------ Provided material ------
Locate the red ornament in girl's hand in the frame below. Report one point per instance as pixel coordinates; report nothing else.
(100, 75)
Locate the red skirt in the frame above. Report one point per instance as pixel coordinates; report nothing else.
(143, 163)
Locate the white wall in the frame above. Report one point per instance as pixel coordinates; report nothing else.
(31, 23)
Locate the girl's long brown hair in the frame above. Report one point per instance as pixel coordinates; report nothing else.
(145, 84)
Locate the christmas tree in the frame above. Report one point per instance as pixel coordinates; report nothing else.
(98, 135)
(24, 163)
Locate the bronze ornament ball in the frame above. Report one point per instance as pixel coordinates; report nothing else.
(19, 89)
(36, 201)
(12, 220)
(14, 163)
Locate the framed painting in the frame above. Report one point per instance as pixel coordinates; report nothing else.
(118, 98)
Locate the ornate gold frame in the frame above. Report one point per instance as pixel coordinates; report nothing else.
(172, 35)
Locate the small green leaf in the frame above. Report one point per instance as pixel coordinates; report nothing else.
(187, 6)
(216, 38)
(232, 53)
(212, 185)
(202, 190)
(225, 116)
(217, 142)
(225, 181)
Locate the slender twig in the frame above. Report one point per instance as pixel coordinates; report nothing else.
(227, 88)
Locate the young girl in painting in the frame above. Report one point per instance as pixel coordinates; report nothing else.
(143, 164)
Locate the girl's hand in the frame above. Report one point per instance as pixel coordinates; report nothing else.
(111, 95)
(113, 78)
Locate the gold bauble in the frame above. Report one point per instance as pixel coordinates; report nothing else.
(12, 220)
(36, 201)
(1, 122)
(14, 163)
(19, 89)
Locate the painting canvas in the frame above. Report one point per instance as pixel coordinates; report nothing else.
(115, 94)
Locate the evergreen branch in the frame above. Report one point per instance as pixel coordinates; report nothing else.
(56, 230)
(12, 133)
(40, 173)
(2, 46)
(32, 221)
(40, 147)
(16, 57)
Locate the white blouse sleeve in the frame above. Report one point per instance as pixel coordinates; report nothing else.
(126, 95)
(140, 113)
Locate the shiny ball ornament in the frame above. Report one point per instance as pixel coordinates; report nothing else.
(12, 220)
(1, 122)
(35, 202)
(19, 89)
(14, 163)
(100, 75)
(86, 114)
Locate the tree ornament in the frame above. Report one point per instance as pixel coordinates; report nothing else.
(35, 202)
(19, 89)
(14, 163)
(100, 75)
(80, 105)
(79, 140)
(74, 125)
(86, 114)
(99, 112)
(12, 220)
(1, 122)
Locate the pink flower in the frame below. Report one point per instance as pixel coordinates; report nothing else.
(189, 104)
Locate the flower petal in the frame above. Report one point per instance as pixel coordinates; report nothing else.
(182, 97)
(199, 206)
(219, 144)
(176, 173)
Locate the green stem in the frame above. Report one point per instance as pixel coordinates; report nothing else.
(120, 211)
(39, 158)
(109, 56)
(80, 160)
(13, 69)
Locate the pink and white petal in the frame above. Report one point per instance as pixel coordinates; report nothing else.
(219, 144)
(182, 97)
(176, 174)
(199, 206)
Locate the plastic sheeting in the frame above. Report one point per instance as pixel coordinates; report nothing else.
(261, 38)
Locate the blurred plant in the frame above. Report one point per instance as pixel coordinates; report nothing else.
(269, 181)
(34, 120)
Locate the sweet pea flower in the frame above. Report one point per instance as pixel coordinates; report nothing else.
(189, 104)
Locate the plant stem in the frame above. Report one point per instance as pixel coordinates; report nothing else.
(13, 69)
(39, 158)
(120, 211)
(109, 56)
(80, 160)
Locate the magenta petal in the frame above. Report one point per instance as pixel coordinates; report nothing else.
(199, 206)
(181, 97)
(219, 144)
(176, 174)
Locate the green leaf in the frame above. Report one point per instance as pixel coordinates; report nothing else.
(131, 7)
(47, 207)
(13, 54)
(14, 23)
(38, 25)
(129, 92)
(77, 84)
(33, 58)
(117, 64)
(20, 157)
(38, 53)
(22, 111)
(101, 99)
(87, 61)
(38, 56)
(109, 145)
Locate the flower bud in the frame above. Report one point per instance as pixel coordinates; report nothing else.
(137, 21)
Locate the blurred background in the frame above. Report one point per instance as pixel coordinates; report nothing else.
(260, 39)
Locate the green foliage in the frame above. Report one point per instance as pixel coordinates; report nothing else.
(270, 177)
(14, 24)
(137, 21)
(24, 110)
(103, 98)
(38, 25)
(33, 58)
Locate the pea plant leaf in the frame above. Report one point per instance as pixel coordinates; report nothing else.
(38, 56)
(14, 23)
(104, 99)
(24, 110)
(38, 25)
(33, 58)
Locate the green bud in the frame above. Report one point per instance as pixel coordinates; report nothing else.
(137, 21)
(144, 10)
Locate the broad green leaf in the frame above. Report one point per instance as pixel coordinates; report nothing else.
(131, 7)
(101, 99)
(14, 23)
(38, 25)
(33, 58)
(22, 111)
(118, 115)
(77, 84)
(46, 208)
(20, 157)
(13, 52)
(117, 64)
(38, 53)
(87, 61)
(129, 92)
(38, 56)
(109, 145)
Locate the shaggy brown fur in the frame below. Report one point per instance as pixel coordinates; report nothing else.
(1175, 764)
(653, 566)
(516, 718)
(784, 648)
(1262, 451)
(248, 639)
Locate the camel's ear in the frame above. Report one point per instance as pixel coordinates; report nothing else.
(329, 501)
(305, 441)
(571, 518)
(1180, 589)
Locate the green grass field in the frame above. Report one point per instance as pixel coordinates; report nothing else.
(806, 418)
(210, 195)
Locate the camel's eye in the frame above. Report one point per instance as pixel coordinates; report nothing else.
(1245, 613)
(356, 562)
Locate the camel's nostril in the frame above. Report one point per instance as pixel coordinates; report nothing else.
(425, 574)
------
What to do -> Retype all of the data above, line for line, without changing a single character.

Output ->
Locate the red ornament in girl's hand in the frame below. Report one point per instance as pixel coordinates; report nothing else.
(100, 75)
Locate the red skirt in the frame above. Report one point per instance as pixel coordinates; report nothing else.
(143, 163)
Locate the white wall in the frame above. Report one point per instance as pixel coordinates; report nothing else.
(31, 23)
Locate the girl's long brown hair in the frame above. Report one point per instance as pixel coordinates; report nothing else.
(145, 84)
Locate the christmas tree in the frame above. Report one point per instance as pixel coordinates; report nothing else.
(98, 135)
(24, 163)
Locate the bronze ornament ball in the frame above. Report one point per instance as pixel coordinates; report nothing else.
(19, 89)
(36, 201)
(12, 220)
(14, 163)
Locate the framed painting in the frame above. Report one point per instance as pixel coordinates; report nothing else.
(118, 98)
Locate the ornate gold frame in the frame above. Report one point per instance as pixel coordinates; report nothing else.
(172, 35)
Locate the small green leaf in the frame above. Report one point per instance as pixel coordinates; report nothing else.
(187, 6)
(216, 38)
(232, 53)
(212, 185)
(202, 190)
(225, 116)
(217, 142)
(225, 181)
Locate the slender twig in the frame above. Report one point per instance as pixel coordinates; report nothing else.
(227, 88)
Locate the young girl in painting in the frame above. Report one point per instance as pixel coordinates; report nothing else.
(143, 164)
Locate the girl's hand in the frame above. Report one point per instance as pixel coordinates; report nothing else.
(111, 95)
(113, 78)
Locate the gold bauble in the frame above. Report one point per instance as pixel coordinates; report nothing else.
(12, 220)
(36, 201)
(1, 122)
(14, 163)
(19, 89)
Locate the painting canvas in the frame above. Report one point per instance as pixel coordinates; report nothing else.
(115, 94)
Locate the evergreen branch in the frame above. Report one point per instance as pixel coordinates; report nothing else.
(56, 230)
(12, 133)
(40, 173)
(2, 46)
(32, 221)
(40, 147)
(16, 57)
Locate the white blouse sleeve in the frame above. Report one point per instance as pixel coordinates; report nothing else.
(126, 95)
(140, 113)
Locate the shiny ball ornament in the frame above. Report one point per instance as pixel coordinates; report nothing else.
(12, 220)
(1, 122)
(35, 202)
(19, 89)
(14, 163)
(100, 75)
(86, 114)
Locate the tree ornament in the frame above. Report one point per instance as pixel coordinates; report nothing else.
(35, 202)
(19, 89)
(14, 163)
(100, 75)
(80, 105)
(79, 140)
(74, 125)
(86, 114)
(99, 112)
(12, 220)
(1, 122)
Locate the pink flower in the frame below. Report one point per instance as pixel coordinates; report nothing else.
(189, 104)
Locate the flower petal in the frame above. Report one point per instance as pixel coordinates; report nothing else.
(182, 97)
(199, 206)
(219, 144)
(176, 173)
Locate the green stem in the frame above. Report one point per instance as pixel coordinates; report nothing else.
(120, 211)
(39, 158)
(109, 56)
(80, 160)
(13, 69)
Locate the pink and white petal in the frame above. Report one point per instance as pixel coordinates; report nothing else.
(219, 144)
(182, 97)
(176, 174)
(199, 206)
Locate the plastic sheeting in the frame above. Report one point per instance as pixel coordinates; report nothing else.
(261, 38)
Locate the blurred plant in the frame above. Report one point per instance as pixel coordinates; report nothing else.
(269, 181)
(34, 120)
Locate the sweet pea flower in the frame above. Report one point per instance as pixel coordinates; report nothing else.
(189, 104)
Locate the plant stem in the frame above. Report one point per instance as pixel coordinates; report nothing else.
(13, 69)
(39, 158)
(120, 211)
(109, 56)
(80, 160)
Locate the magenta petal in the frame above. Report one point per instance as pixel coordinates; report nothing else.
(199, 206)
(181, 97)
(219, 144)
(176, 174)
Locate the green leaf in the frame above. Report one point per instance as pixel coordinates; report nothing else.
(131, 7)
(47, 207)
(13, 54)
(14, 23)
(38, 25)
(129, 92)
(77, 84)
(33, 58)
(117, 64)
(20, 157)
(38, 53)
(22, 111)
(101, 99)
(87, 61)
(38, 56)
(109, 145)
Locate the flower bud in the frame above. Report one point per instance as pixel coordinates; report nothing else.
(137, 21)
Locate the blurred background in the frame above. Report one point per instance as pixel coordinates; report nothing else.
(260, 39)
Locate the green foliage in the frame above. Report one point per instance as pixel coordinates; report nothing else.
(270, 177)
(14, 24)
(137, 21)
(24, 110)
(103, 98)
(38, 25)
(33, 58)
Locate the pea plant leaf in the frame above. Report one point per instance as pixel coordinates; report nothing else.
(38, 56)
(14, 23)
(104, 99)
(24, 110)
(38, 25)
(33, 58)
Locate the green bud in the frame above. Report one point per instance as pixel coordinates; report nothing else.
(137, 21)
(144, 10)
Locate the broad green leaf in the frame above. Report one point per instance as pixel coordinates; report nothing else.
(131, 7)
(101, 99)
(14, 23)
(38, 25)
(33, 58)
(22, 111)
(118, 115)
(77, 84)
(46, 208)
(20, 157)
(13, 52)
(117, 64)
(38, 53)
(87, 61)
(129, 92)
(38, 56)
(109, 145)
Locate the shaggy brown fur in the frame below. Report one point per instance as pixel coordinates; report nothing else.
(1175, 764)
(653, 566)
(516, 718)
(784, 648)
(1262, 451)
(248, 639)
Locate the camel's ear in the frame above. Report one point per instance as pixel coordinates; report nothing else.
(329, 501)
(305, 441)
(571, 518)
(1180, 589)
Locate the green grass field in the frame above. Report one point per instance as pixel coordinates; report nothing else.
(806, 418)
(210, 195)
Locate the camel's eye in the frame above. Report one point per instance as pixel coordinates; report nothing else.
(1245, 613)
(356, 562)
Locate the camel's nostril in the frame above. Report one point per instance as pixel coordinates; report nothing else.
(425, 574)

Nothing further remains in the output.